= Beginning of Section =
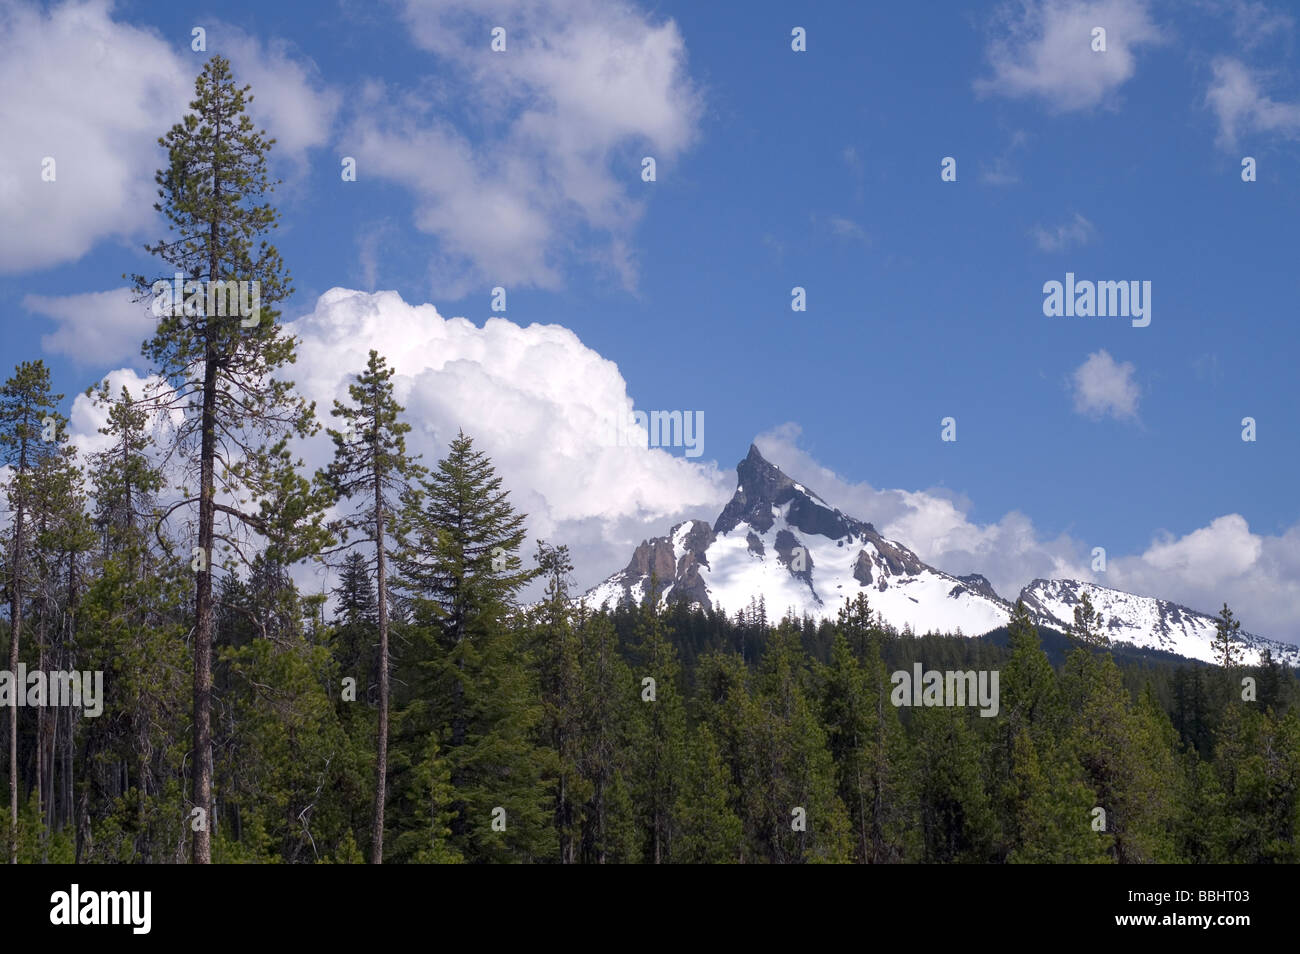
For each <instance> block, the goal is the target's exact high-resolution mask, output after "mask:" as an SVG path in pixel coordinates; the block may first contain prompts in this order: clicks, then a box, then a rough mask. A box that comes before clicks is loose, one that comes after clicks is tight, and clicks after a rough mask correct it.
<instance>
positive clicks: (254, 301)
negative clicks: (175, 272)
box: [149, 272, 261, 328]
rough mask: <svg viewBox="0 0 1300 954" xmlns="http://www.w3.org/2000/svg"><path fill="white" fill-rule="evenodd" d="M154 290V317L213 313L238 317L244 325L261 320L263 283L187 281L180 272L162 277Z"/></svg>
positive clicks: (230, 281)
mask: <svg viewBox="0 0 1300 954" xmlns="http://www.w3.org/2000/svg"><path fill="white" fill-rule="evenodd" d="M149 291H152V292H153V307H152V309H153V317H156V318H161V317H164V316H173V315H175V313H177V312H179V313H182V315H185V316H187V317H191V318H192V317H203V316H211V317H216V318H221V317H238V318H239V326H240V328H255V326H256V325H257V322H259V321H260V320H261V282H256V281H253V282H243V281H239V282H237V281H234V279H230V281H226V282H221V281H209V282H199V281H187V279H186V277H185V276H183V274H182V273H179V272H177V273H175V276H174V277H173V278H172V281H170V282H169V281H166V279H165V278H160V279H159V281H156V282H153V285H152V286H151V287H149Z"/></svg>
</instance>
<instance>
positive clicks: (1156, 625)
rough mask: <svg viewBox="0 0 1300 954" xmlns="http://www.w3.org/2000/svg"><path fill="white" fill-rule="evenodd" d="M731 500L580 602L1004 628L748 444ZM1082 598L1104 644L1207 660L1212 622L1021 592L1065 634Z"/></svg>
mask: <svg viewBox="0 0 1300 954" xmlns="http://www.w3.org/2000/svg"><path fill="white" fill-rule="evenodd" d="M736 478H737V481H736V493H735V494H733V495H732V498H731V500H729V502H728V503H727V506H725V507H724V508H723V511H722V513H719V515H718V517H716V520H714V522H712V525H710V524H707V522H705V521H703V520H688V521H685V522H681V524H677V525H676V526H673V528H672V529H671V530H669V533H668V534H667V535H663V537H655V538H651V539H647V541H642V543H641V545H640V546H638V547H637V548H636V551H634V552H633V554H632V559H630V560H629V561H628V565H627V567H624V568H623V569H621V571H619V572H617V573H615V574H614V576H611V577H610V578H608V580H606V581H604V582H602V584H599V585H598V586H594V587H593V589H590V590H589V591H588V593H586V594H585V597H584V599H585V600H586V602H588V604H589V606H601V604H602V603H619V602H623V600H629V599H630V600H634V602H640V600H641V599H643V598H645V594H646V591H647V590H649V586H650V581H651V578H654V580H656V582H658V587H659V590H660V598H662V599H664V600H668V599H685V600H686V602H688V603H693V604H698V606H705V607H711V608H714V610H725V611H728V612H735V611H737V610H742V608H745V607H748V606H749V604H750V603H751V600H755V599H759V598H761V599H762V600H763V603H764V604H766V607H767V611H768V615H770V616H772V617H779V616H780V615H783V613H785V612H787V611H793V612H794V613H796V615H797V616H802V615H810V616H813V617H814V619H827V617H829V619H833V617H835V616H836V613H837V612H839V610H840V607H841V606H844V603H845V600H852V599H853V598H854V597H855V595H857V594H858V593H866V594H867V598H868V599H870V602H871V607H872V610H875V611H876V612H878V613H879V615H880V616H881V617H883V619H884V620H885V621H887V623H889V624H892V625H893V626H896V628H897V629H900V630H902V629H909V628H910V629H911V630H913V632H917V633H924V632H931V630H933V632H940V633H963V634H965V636H980V634H983V633H988V632H991V630H993V629H997V628H1000V626H1004V625H1006V624H1008V623H1009V621H1010V615H1011V610H1013V607H1011V603H1009V602H1008V600H1005V599H1002V598H1001V597H1000V595H998V594H997V593H996V591H995V590H993V586H992V585H991V584H989V581H988V580H987V578H985V577H983V576H980V574H979V573H969V574H966V576H953V574H950V573H946V572H944V571H941V569H937V568H936V567H931V565H928V564H927V563H924V561H923V560H922V559H920V558H919V556H917V554H915V552H913V551H911V550H909V548H907V546H906V545H904V543H901V542H900V541H894V539H888V538H885V537H883V535H881V534H880V533H879V532H876V529H875V526H872V525H871V524H868V522H865V521H862V520H858V519H855V517H852V516H849V515H846V513H844V512H842V511H840V509H839V508H836V507H832V506H831V504H829V503H827V502H826V500H824V499H823V498H822V496H819V495H818V494H816V493H815V491H813V490H810V489H809V487H806V486H805V485H802V483H800V482H798V481H794V480H792V478H790V477H788V476H787V474H785V473H783V472H781V469H780V468H777V467H776V465H774V464H772V463H771V461H768V460H767V459H766V458H763V455H762V454H761V452H759V450H758V447H755V446H750V448H749V454H748V455H746V456H745V459H744V460H741V461H740V464H737V465H736ZM1086 593H1087V594H1088V597H1089V599H1091V600H1092V604H1093V606H1095V607H1096V610H1097V611H1099V612H1100V613H1101V616H1102V621H1104V625H1105V629H1106V632H1108V634H1109V636H1110V638H1112V641H1114V642H1130V643H1134V645H1136V646H1140V647H1149V649H1160V650H1166V651H1170V652H1177V654H1180V655H1184V656H1190V658H1193V659H1203V660H1206V662H1213V660H1214V649H1213V639H1214V633H1216V628H1214V617H1213V616H1210V615H1208V613H1203V612H1197V611H1195V610H1190V608H1187V607H1186V606H1180V604H1178V603H1171V602H1169V600H1164V599H1157V598H1154V597H1139V595H1135V594H1132V593H1123V591H1121V590H1114V589H1109V587H1106V586H1100V585H1097V584H1091V582H1083V581H1078V580H1035V581H1034V582H1031V584H1030V585H1028V586H1026V587H1024V589H1023V590H1022V591H1021V599H1023V600H1024V604H1026V607H1027V608H1028V611H1030V615H1031V616H1032V619H1034V620H1035V623H1036V624H1039V625H1045V626H1052V628H1054V629H1058V630H1061V632H1067V630H1069V628H1070V626H1071V624H1073V623H1074V607H1075V606H1076V604H1078V603H1079V600H1080V599H1082V598H1083V594H1086ZM1242 641H1243V646H1242V649H1243V662H1245V663H1256V662H1258V659H1260V654H1261V651H1262V650H1264V649H1268V650H1269V651H1270V652H1271V654H1273V656H1274V658H1275V659H1278V660H1279V662H1287V663H1290V664H1292V665H1296V664H1300V647H1296V646H1291V645H1288V643H1279V642H1274V641H1271V639H1266V638H1264V637H1260V636H1256V634H1245V633H1244V634H1242Z"/></svg>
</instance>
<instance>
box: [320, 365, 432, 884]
mask: <svg viewBox="0 0 1300 954" xmlns="http://www.w3.org/2000/svg"><path fill="white" fill-rule="evenodd" d="M347 391H348V396H350V398H351V399H352V403H351V404H343V403H342V402H338V400H335V402H334V409H333V411H331V412H330V413H331V415H333V416H334V417H335V419H338V420H339V421H341V422H343V425H344V426H343V429H341V430H333V429H329V430H328V433H329V435H330V437H331V438H333V439H334V460H333V463H331V464H330V467H329V469H328V471H325V472H324V473H322V474H321V480H322V481H324V483H325V485H326V486H328V487H329V490H330V493H333V494H334V495H335V496H337V498H339V499H343V500H351V499H352V498H360V499H361V504H360V507H359V508H357V509H355V511H352V512H351V513H348V515H346V516H344V517H342V519H341V520H339V521H338V522H337V524H335V525H334V528H331V529H334V530H337V532H338V533H339V534H341V535H342V538H343V546H344V547H352V546H356V545H364V546H367V547H368V548H369V550H372V551H373V554H374V578H376V587H377V594H378V595H377V599H378V634H380V660H378V668H380V673H378V675H380V723H378V736H377V740H376V746H374V750H376V754H374V811H373V814H372V824H370V863H372V864H382V863H383V807H385V798H386V793H387V775H389V676H390V667H389V558H390V554H391V546H390V541H391V520H390V515H391V513H393V511H394V502H395V499H398V495H400V493H402V491H403V490H406V489H407V487H408V486H409V483H411V481H413V480H416V478H419V477H420V476H421V474H424V473H425V471H424V468H422V467H420V465H419V464H417V463H416V461H415V459H412V458H411V456H408V454H407V448H406V434H407V432H409V430H411V425H409V424H407V422H406V421H403V420H400V415H402V412H403V407H402V406H400V404H398V402H396V399H395V398H394V396H393V369H391V368H389V367H387V363H386V361H385V360H383V357H382V356H381V355H380V354H378V352H377V351H374V350H373V348H372V350H370V356H369V359H368V361H367V364H365V370H363V372H361V373H360V374H357V376H356V381H355V382H354V383H351V385H348V389H347Z"/></svg>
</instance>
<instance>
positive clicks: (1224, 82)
mask: <svg viewBox="0 0 1300 954" xmlns="http://www.w3.org/2000/svg"><path fill="white" fill-rule="evenodd" d="M1210 69H1212V70H1213V74H1214V77H1213V79H1212V81H1210V86H1209V90H1208V91H1206V94H1205V103H1206V105H1209V108H1210V109H1212V110H1214V116H1216V117H1217V118H1218V126H1219V131H1218V139H1217V142H1218V144H1219V146H1221V147H1223V148H1226V149H1232V148H1236V146H1238V142H1239V140H1240V138H1242V136H1243V135H1257V134H1269V135H1278V136H1282V138H1284V139H1297V138H1300V101H1295V103H1279V101H1277V100H1274V99H1271V97H1270V96H1268V95H1266V94H1265V92H1262V91H1261V88H1260V77H1258V74H1257V73H1255V71H1253V70H1251V69H1249V68H1248V66H1247V65H1245V64H1244V62H1242V61H1240V60H1236V58H1234V57H1227V56H1221V57H1218V58H1217V60H1214V62H1213V64H1212V68H1210Z"/></svg>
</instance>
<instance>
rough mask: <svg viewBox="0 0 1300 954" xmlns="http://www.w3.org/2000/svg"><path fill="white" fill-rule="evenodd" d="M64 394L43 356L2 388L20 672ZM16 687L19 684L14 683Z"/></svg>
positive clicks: (9, 725) (1, 403) (14, 752)
mask: <svg viewBox="0 0 1300 954" xmlns="http://www.w3.org/2000/svg"><path fill="white" fill-rule="evenodd" d="M62 399H64V395H61V394H55V393H53V391H51V387H49V369H48V368H47V367H45V364H44V361H23V363H22V364H19V365H18V367H17V368H16V369H14V373H13V376H12V377H10V378H9V380H8V381H5V383H4V386H3V387H0V463H4V464H8V465H9V467H10V468H12V469H10V476H9V482H8V486H6V490H8V494H9V512H10V513H12V525H10V526H12V529H10V537H9V560H8V563H9V567H8V569H9V574H8V581H6V582H8V587H9V672H14V673H16V672H17V671H18V650H19V645H21V642H22V617H23V612H25V608H26V607H25V604H23V585H25V582H26V576H27V567H29V558H30V554H29V547H30V545H31V541H30V539H29V526H27V517H29V511H30V508H31V496H32V486H31V480H32V473H34V472H35V471H36V468H38V467H39V465H40V463H42V461H43V460H45V459H47V458H51V456H55V455H56V454H57V452H59V446H57V439H59V438H60V437H61V435H62V434H61V432H62V426H64V424H65V419H64V417H62V416H61V415H60V413H59V409H57V408H59V402H60V400H62ZM14 691H18V688H17V686H16V688H14ZM8 841H9V862H10V863H13V864H17V862H18V707H17V706H13V704H10V707H9V838H8Z"/></svg>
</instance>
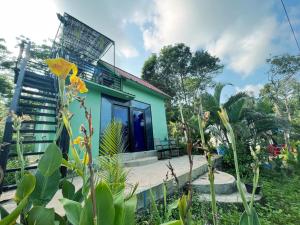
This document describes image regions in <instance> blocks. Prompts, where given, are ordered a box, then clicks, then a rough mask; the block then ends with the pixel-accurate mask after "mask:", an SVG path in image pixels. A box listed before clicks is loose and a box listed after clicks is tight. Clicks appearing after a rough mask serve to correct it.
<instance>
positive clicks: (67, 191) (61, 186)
mask: <svg viewBox="0 0 300 225" xmlns="http://www.w3.org/2000/svg"><path fill="white" fill-rule="evenodd" d="M60 184H61V191H62V195H63V197H64V198H68V199H71V200H73V198H74V194H75V186H74V185H73V184H72V183H71V182H70V181H68V180H66V179H64V180H63V181H62V182H61V183H60Z"/></svg>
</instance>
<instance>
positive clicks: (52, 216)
mask: <svg viewBox="0 0 300 225" xmlns="http://www.w3.org/2000/svg"><path fill="white" fill-rule="evenodd" d="M54 218H55V217H54V209H47V208H44V207H42V206H35V207H33V208H32V209H31V210H30V211H29V212H28V219H27V220H28V225H54V224H55V223H54Z"/></svg>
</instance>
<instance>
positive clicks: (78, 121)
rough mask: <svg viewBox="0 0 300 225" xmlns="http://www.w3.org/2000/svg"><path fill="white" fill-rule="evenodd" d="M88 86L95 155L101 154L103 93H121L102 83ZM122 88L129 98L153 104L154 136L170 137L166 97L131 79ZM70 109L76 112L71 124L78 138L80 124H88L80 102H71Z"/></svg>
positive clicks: (154, 137) (89, 85) (87, 93)
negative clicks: (93, 129) (165, 98)
mask: <svg viewBox="0 0 300 225" xmlns="http://www.w3.org/2000/svg"><path fill="white" fill-rule="evenodd" d="M87 87H88V89H89V91H88V92H87V93H86V94H84V95H83V96H86V100H85V101H86V106H87V107H88V108H91V110H92V120H93V121H92V122H93V128H94V135H93V139H92V149H93V156H94V157H95V156H98V154H99V153H98V151H99V136H100V134H99V132H100V110H101V109H100V107H101V93H105V94H109V95H110V94H111V95H112V96H115V97H118V96H117V95H120V93H116V92H114V91H113V90H111V91H110V90H107V88H103V86H101V85H98V84H95V83H90V82H87ZM122 88H123V92H125V93H126V94H124V96H127V98H129V97H130V98H133V97H134V100H137V101H141V102H144V103H147V104H150V105H151V113H152V126H153V138H154V139H161V140H164V139H166V138H168V129H167V122H166V113H165V101H164V97H163V96H161V95H160V94H158V93H156V92H154V91H152V90H150V89H148V88H146V87H144V86H142V85H140V84H137V83H135V82H133V81H130V80H123V82H122ZM70 111H71V112H72V113H74V116H73V118H72V120H71V126H72V129H73V137H74V138H76V137H77V136H78V135H79V134H80V131H79V128H80V125H81V124H84V126H85V127H86V128H88V125H87V122H86V119H85V115H84V112H83V109H80V107H79V103H78V102H76V101H75V102H73V103H72V104H71V106H70Z"/></svg>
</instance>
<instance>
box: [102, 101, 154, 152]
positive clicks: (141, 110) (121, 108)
mask: <svg viewBox="0 0 300 225" xmlns="http://www.w3.org/2000/svg"><path fill="white" fill-rule="evenodd" d="M113 119H114V120H117V121H120V122H121V123H122V125H123V128H122V129H123V134H124V139H125V142H126V143H125V146H126V149H125V151H126V152H136V151H147V150H153V130H152V129H153V128H152V115H151V106H150V105H149V104H147V103H143V102H140V101H136V100H131V101H128V100H123V99H118V98H114V97H111V96H107V95H102V101H101V120H100V121H101V122H100V123H101V124H100V127H101V128H100V138H101V137H102V135H103V132H104V130H105V128H106V127H107V125H108V124H109V123H110V122H111V121H112V120H113Z"/></svg>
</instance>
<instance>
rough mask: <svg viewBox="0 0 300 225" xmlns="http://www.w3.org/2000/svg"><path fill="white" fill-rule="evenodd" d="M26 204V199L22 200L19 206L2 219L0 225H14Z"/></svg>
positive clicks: (27, 201)
mask: <svg viewBox="0 0 300 225" xmlns="http://www.w3.org/2000/svg"><path fill="white" fill-rule="evenodd" d="M27 202H28V197H27V198H24V199H23V200H22V201H21V202H20V203H19V205H18V206H17V207H16V208H15V209H14V210H13V211H12V212H11V213H10V214H9V215H7V216H6V217H4V218H3V219H2V220H1V221H0V225H11V224H15V221H16V220H17V218H18V217H19V215H20V214H21V212H22V210H23V209H24V208H25V207H26V205H27Z"/></svg>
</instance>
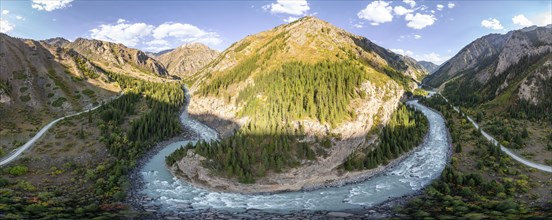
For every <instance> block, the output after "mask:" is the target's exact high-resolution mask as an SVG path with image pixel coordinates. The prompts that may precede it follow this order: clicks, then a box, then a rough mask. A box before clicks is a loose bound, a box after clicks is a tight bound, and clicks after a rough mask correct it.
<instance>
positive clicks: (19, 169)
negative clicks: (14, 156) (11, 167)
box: [9, 165, 29, 176]
mask: <svg viewBox="0 0 552 220" xmlns="http://www.w3.org/2000/svg"><path fill="white" fill-rule="evenodd" d="M27 171H29V168H27V167H26V166H23V165H17V166H14V167H12V168H10V171H9V173H10V174H11V175H14V176H21V175H25V174H26V173H27Z"/></svg>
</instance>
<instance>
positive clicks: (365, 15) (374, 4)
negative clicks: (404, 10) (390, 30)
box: [357, 1, 393, 25]
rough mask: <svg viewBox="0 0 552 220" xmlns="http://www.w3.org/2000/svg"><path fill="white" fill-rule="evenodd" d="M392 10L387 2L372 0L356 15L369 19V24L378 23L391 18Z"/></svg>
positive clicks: (377, 24) (388, 2)
mask: <svg viewBox="0 0 552 220" xmlns="http://www.w3.org/2000/svg"><path fill="white" fill-rule="evenodd" d="M392 11H393V7H391V6H389V2H384V1H373V2H372V3H370V4H368V5H367V6H366V8H365V9H362V10H361V11H360V12H358V14H357V16H358V18H360V19H365V20H368V21H371V23H370V24H371V25H379V24H381V23H385V22H390V21H392V20H393V14H392V13H391V12H392Z"/></svg>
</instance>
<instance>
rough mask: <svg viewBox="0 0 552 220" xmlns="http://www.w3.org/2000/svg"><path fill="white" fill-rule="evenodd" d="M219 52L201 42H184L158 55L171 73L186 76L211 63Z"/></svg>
mask: <svg viewBox="0 0 552 220" xmlns="http://www.w3.org/2000/svg"><path fill="white" fill-rule="evenodd" d="M218 54H219V52H218V51H216V50H213V49H211V48H209V47H207V46H206V45H204V44H201V43H189V44H184V45H182V46H180V47H178V48H176V49H174V50H171V51H167V52H165V53H162V54H160V55H158V56H157V59H158V60H159V62H161V63H162V64H163V65H165V67H166V68H167V71H168V72H169V73H170V74H171V75H175V76H180V77H183V78H186V77H188V76H190V75H193V74H194V73H196V72H197V71H198V70H200V69H201V68H203V67H204V66H205V65H207V64H209V63H210V62H211V61H212V60H214V59H215V58H216V57H217V56H218Z"/></svg>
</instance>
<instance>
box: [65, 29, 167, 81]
mask: <svg viewBox="0 0 552 220" xmlns="http://www.w3.org/2000/svg"><path fill="white" fill-rule="evenodd" d="M64 47H65V48H71V49H73V50H75V51H77V52H79V53H80V54H82V55H84V56H86V57H87V58H89V59H91V60H95V61H98V62H99V63H103V64H105V66H114V67H115V68H119V69H124V70H131V71H134V72H141V73H144V74H150V75H154V76H168V75H169V73H168V72H167V70H166V69H165V67H164V66H163V64H161V63H159V62H158V61H157V60H155V59H153V58H151V57H149V56H148V55H146V53H144V52H142V51H140V50H137V49H132V48H128V47H126V46H124V45H123V44H116V43H111V42H106V41H100V40H92V39H84V38H78V39H76V40H75V41H74V42H71V43H69V44H66V45H64Z"/></svg>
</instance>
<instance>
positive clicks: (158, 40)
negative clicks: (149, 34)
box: [146, 39, 169, 46]
mask: <svg viewBox="0 0 552 220" xmlns="http://www.w3.org/2000/svg"><path fill="white" fill-rule="evenodd" d="M146 44H147V45H149V46H168V45H169V42H168V41H166V40H163V39H153V40H152V41H148V42H146Z"/></svg>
= End of Section =
| ABOUT THIS EXERCISE |
Please give only the number of lines above that contain "with".

| COMPLETED TASK |
2